§ **TEKS SUMBER**
--
Secara khusus, UUD RII pasal 21 menyebutkan beberapa hak perempuan
yang mesti dijamin oleh pemerintah, yaitu :
”Pemerintah harus menjamin hak perempuan, yang sesuai dengan kriteria
Islam, dan mewujudkan tujuan-tujuan di bawah ini:
- Menciptakan lingkungan yang kondusif untuk perkembangan
kepribadian perempuan dan pengembalian hak-hak mereka, baik material
maupun intelektual;
- Perlindungan terhadap para ibu, terutama pada masa kehamilan dan
pengasuhan anak, dan perlindungan terhadap anak-anak yatim;
- Membentuk pengadilan yang berkompeten untuk melindungi keluarga;
- Menyediakan asuransi khusus untuk janda, perempuan tua, dan
perempuan tanpa pelindung;
- Memberikan hak pengasuhan kepada ibu angkat untuk melindungi
kepentingan anak ketika tidak ada pelindung legal.” (UUD RII Pasal 21)
--
§ **BARIS YANG DIBERIKAN**

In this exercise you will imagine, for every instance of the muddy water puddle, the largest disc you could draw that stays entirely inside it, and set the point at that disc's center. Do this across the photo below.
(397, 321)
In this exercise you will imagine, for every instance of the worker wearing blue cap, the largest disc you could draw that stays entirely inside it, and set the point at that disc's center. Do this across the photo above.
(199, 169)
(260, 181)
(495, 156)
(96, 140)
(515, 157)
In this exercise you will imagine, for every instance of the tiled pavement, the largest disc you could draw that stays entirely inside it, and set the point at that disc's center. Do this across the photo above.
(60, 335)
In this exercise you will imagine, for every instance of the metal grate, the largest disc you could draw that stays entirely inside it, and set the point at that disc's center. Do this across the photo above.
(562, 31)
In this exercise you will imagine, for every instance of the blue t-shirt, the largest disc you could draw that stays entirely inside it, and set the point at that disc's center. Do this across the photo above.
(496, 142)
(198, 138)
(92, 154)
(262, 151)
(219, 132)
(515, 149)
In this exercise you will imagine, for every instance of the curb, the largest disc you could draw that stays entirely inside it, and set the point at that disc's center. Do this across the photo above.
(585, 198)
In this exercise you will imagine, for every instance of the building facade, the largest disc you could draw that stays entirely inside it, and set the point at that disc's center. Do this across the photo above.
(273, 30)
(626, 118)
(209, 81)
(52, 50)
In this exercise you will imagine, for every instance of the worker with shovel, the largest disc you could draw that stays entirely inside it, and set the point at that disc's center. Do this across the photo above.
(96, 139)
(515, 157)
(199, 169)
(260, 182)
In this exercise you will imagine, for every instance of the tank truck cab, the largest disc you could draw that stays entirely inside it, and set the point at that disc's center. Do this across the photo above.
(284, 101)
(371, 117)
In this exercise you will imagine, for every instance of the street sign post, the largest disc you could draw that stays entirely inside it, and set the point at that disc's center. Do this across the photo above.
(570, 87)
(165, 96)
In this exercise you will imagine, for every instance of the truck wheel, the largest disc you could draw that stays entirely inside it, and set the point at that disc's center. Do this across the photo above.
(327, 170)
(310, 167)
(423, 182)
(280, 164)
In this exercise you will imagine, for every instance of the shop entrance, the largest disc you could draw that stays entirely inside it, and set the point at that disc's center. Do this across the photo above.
--
§ **SOAL 1**
Tuliskan kembali bagian teks sumber, mulai dari "Secara khusus, UUD" dan berakhir pada "RII Pasal 21)".
§ **SOAL 2**
Menurut teks sumber, siapa saja yang harus disediakan asuransi khusus oleh pemerintah?

§ **JAWABAN ANDA 1**
Secara khusus, UUD RII pasal 21 menyebutkan beberapa hak perempuan
yang mesti dijamin oleh pemerintah, yaitu :
”Pemerintah harus menjamin hak perempuan, yang sesuai dengan kriteria
Islam, dan mewujudkan tujuan-tujuan di bawah ini:
- Menciptakan lingkungan yang kondusif untuk perkembangan
kepribadian perempuan dan pengembalian hak-hak mereka, baik material
maupun intelektual;
- Perlindungan terhadap para ibu, terutama pada masa kehamilan dan
pengasuhan anak, dan perlindungan terhadap anak-anak yatim;
- Membentuk pengadilan yang berkompeten untuk melindungi keluarga;
- Menyediakan asuransi khusus untuk janda, perempuan tua, dan
perempuan tanpa pelindung;
- Memberikan hak pengasuhan kepada ibu angkat untuk melindungi
kepentingan anak ketika tidak ada pelindung legal.” (UUD RII Pasal 21)

§ **JAWABAN ANDA 2**
Janda, perempuan tua, dan perempuan tanpa pelindung.